=== What is asked ===
Repeat the whole of the data, keeping every detail the same.

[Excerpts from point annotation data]
········
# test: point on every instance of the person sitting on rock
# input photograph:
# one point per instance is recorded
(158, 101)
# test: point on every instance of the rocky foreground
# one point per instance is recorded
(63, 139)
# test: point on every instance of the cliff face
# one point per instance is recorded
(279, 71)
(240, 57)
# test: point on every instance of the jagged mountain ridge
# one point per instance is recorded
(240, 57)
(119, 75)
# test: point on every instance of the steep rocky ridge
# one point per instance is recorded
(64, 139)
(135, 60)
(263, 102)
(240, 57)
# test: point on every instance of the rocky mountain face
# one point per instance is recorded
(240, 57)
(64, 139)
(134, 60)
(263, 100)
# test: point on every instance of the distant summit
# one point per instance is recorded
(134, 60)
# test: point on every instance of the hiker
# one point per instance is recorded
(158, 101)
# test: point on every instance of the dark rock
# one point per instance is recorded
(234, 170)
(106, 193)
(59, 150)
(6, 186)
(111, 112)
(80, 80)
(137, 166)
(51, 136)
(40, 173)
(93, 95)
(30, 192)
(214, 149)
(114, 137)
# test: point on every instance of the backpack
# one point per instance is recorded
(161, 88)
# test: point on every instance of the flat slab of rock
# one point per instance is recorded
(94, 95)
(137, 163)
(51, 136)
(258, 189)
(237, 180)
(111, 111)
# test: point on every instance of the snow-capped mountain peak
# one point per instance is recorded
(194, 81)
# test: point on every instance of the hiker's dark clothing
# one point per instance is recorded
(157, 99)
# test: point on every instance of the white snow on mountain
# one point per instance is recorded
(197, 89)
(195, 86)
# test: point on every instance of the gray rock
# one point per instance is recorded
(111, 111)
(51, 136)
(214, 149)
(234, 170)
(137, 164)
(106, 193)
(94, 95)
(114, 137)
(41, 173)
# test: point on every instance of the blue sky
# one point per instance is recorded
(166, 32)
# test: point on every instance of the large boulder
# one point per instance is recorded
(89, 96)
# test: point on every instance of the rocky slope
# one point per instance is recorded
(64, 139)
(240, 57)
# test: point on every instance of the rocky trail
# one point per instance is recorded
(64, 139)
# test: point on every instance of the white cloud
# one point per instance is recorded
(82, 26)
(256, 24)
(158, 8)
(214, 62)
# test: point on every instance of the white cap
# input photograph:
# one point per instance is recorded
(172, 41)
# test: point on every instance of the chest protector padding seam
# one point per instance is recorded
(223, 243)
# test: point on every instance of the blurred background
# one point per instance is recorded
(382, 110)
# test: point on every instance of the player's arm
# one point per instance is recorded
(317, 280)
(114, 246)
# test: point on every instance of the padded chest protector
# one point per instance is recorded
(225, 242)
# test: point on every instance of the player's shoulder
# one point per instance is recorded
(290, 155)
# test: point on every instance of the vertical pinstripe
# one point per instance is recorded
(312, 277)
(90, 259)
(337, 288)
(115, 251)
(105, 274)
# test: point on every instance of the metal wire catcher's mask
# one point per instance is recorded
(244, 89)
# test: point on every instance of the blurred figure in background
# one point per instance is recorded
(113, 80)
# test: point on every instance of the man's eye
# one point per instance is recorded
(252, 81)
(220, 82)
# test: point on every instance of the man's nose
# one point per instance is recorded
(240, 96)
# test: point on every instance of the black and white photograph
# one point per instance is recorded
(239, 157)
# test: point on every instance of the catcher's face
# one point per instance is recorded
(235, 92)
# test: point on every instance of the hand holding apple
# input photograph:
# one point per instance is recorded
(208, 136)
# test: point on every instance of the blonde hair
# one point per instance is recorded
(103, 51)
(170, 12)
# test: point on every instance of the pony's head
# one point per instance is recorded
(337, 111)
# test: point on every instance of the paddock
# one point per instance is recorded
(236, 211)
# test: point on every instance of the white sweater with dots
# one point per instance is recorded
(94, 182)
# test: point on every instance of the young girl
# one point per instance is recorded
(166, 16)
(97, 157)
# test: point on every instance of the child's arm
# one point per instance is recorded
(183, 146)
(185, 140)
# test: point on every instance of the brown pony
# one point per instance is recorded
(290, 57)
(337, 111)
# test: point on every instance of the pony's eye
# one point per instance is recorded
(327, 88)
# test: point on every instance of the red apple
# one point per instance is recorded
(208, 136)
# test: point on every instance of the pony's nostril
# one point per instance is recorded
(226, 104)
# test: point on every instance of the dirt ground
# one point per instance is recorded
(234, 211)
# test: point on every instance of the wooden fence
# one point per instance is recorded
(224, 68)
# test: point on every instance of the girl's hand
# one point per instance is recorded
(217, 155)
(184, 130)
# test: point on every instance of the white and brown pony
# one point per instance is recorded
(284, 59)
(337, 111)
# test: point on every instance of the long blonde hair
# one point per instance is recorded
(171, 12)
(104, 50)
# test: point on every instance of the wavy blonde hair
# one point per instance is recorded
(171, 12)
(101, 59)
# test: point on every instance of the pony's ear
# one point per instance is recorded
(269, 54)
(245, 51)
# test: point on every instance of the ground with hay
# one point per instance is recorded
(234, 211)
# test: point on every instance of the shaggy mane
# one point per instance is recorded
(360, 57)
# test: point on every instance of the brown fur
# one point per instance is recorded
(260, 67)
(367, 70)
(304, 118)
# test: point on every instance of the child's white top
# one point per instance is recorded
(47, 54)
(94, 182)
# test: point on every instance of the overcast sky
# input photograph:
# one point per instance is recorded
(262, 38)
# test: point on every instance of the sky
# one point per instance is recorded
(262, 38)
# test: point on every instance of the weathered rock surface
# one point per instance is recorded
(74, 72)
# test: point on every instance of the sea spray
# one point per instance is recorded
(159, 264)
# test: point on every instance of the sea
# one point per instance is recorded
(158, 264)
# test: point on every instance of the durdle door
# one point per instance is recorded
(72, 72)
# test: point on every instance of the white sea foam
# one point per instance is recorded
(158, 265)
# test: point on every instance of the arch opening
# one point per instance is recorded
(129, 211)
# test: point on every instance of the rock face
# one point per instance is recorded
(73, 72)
········
=== Task result ===
# test: point on every instance of the person sitting on rock
# input photograph:
# one point per instance is recorded
(158, 101)
# test: point on every instance of the rocky foreground
# one point per instance is recorded
(63, 139)
# test: point on every instance of the cliff face
# one point per instance is recorded
(279, 71)
(240, 57)
# test: point on every instance of the jagged mountain ridge
# one point per instance is recorded
(240, 57)
(119, 75)
# test: point on every instance of the steep rocky ridge
# one point per instance is recorded
(64, 139)
(135, 60)
(263, 102)
(240, 57)
# test: point on every instance of the rocky mountain face
# one point per instance is recorded
(240, 57)
(64, 139)
(134, 60)
(263, 100)
# test: point on every instance of the distant summit
# one point per instance is recorded
(134, 60)
# test: point on every instance of the hiker
# one point per instance is recorded
(158, 101)
# test: point on every instance of the dark rock
# one point per instance is recorded
(234, 170)
(106, 193)
(59, 150)
(6, 186)
(111, 112)
(80, 80)
(137, 166)
(51, 136)
(40, 173)
(93, 95)
(30, 192)
(214, 149)
(114, 137)
# test: point on every instance of the backpack
# one point per instance is recorded
(161, 88)
# test: point on every instance of the flat slab of rock
# one point per instance is recorded
(94, 95)
(137, 163)
(51, 136)
(258, 189)
(237, 180)
(111, 111)
# test: point on every instance of the snow-capped mountain peak
# one point per instance is recorded
(194, 81)
# test: point on every instance of the hiker's dark clothing
# one point per instance is recorded
(157, 99)
# test: point on every instance of the white snow on mountain
# one point per instance is recorded
(197, 89)
(195, 86)
# test: point on every instance of the gray rock
# one point per instance is recorded
(111, 111)
(51, 136)
(214, 149)
(234, 170)
(137, 164)
(106, 193)
(94, 95)
(114, 137)
(41, 173)
# test: point on every instance of the blue sky
# one point per instance is recorded
(166, 32)
# test: point on every instance of the large boulder
# one point per instance is recorded
(89, 96)
# test: point on every instance of the rocky slope
# one point per instance is recorded
(64, 139)
(240, 57)
# test: point on every instance of the rocky trail
# one point per instance is recorded
(64, 139)
# test: point on every instance of the white cloud
# one point per instance is recorded
(82, 26)
(256, 24)
(158, 8)
(214, 62)
# test: point on every instance of the white cap
# input photograph:
# one point per instance is recorded
(172, 41)
# test: point on every instance of the chest protector padding seam
# one point per instance is recorded
(223, 243)
# test: point on every instance of the blurred background
# one point per instance is recorded
(382, 110)
# test: point on every instance of the player's arm
# one point per instance is recorded
(317, 280)
(114, 246)
# test: point on every instance of the padded chest protector
# one point per instance is recorded
(225, 242)
# test: point on every instance of the player's shoulder
# one point per instance is recorded
(290, 155)
# test: point on every instance of the vertical pinstripe
# one point per instance is recorded
(312, 277)
(90, 259)
(337, 288)
(115, 251)
(105, 274)
# test: point on every instance of the metal wire catcher's mask
# one point per instance is recorded
(244, 89)
# test: point on every instance of the blurred figure in background
# one point per instance is recorded
(113, 80)
# test: point on every instance of the man's eye
# one point per instance is recorded
(252, 81)
(220, 82)
# test: point on every instance of the man's nose
# one point per instance is recorded
(240, 96)
# test: point on every instance of the black and white photograph
# one point per instance is recorded
(239, 157)
# test: point on every instance of the catcher's face
# one point per instance is recorded
(235, 92)
# test: point on every instance of the hand holding apple
# input photograph:
# one point per instance is recorded
(208, 136)
# test: point on every instance of the blonde hair
# one point per instance is recorded
(103, 51)
(170, 12)
# test: point on every instance of the pony's head
# one point per instance is recorded
(337, 111)
# test: point on every instance of the paddock
# one point per instance is recorded
(236, 211)
# test: point on every instance of the white sweater with dots
# one point per instance is recorded
(94, 182)
# test: point on every instance of the young girl
# one point per instance is recorded
(166, 16)
(97, 157)
# test: point on every instance of the child's arm
# one point per instance is recorded
(183, 146)
(185, 140)
# test: point on every instance of the brown pony
# one point per instance is recorded
(290, 57)
(337, 111)
# test: point on every instance of the pony's eye
# one point per instance is recorded
(327, 88)
# test: point on every instance of the red apple
# one point per instance is recorded
(208, 136)
# test: point on every instance of the pony's nostril
# one point per instance is recorded
(226, 104)
# test: point on every instance of the dirt ground
# one point per instance is recorded
(234, 211)
# test: point on every instance of the wooden fence
# one point per instance is recorded
(224, 68)
# test: point on every instance of the girl's hand
# one point per instance is recorded
(217, 155)
(184, 130)
# test: point on every instance of the white and brown pony
# one point per instance is recorded
(284, 59)
(337, 111)
# test: point on every instance of the long blonde hair
# one point per instance is recorded
(171, 12)
(104, 50)
# test: point on every instance of the wavy blonde hair
# one point per instance is recorded
(171, 12)
(101, 59)
# test: point on every instance of the pony's ear
# one point per instance is recorded
(269, 54)
(245, 51)
# test: point on every instance of the ground with hay
# one point per instance is recorded
(234, 211)
# test: point on every instance of the shaggy mane
# one point per instance is recorded
(360, 57)
# test: point on every instance of the brown fur
# one point per instance is recorded
(260, 67)
(367, 70)
(304, 118)
# test: point on every instance of the child's white top
# one point per instance is recorded
(47, 54)
(94, 182)
# test: point on every instance of the overcast sky
# input photograph:
# one point per instance is recorded
(262, 38)
# test: point on every instance of the sky
# one point per instance is recorded
(262, 38)
# test: point on every instance of the weathered rock surface
# one point per instance is recorded
(74, 72)
# test: point on every instance of the sea spray
# one point per instance is recorded
(159, 264)
# test: point on every instance of the sea
# one point per instance is recorded
(158, 264)
# test: point on every instance of the durdle door
# one point per instance is recorded
(72, 72)
# test: point on every instance of the white sea foam
# one point per instance is recorded
(158, 265)
# test: point on every instance of the arch opening
# one point per instance is recorded
(129, 211)
# test: point on every instance of the rock face
# one point per instance is recorded
(73, 72)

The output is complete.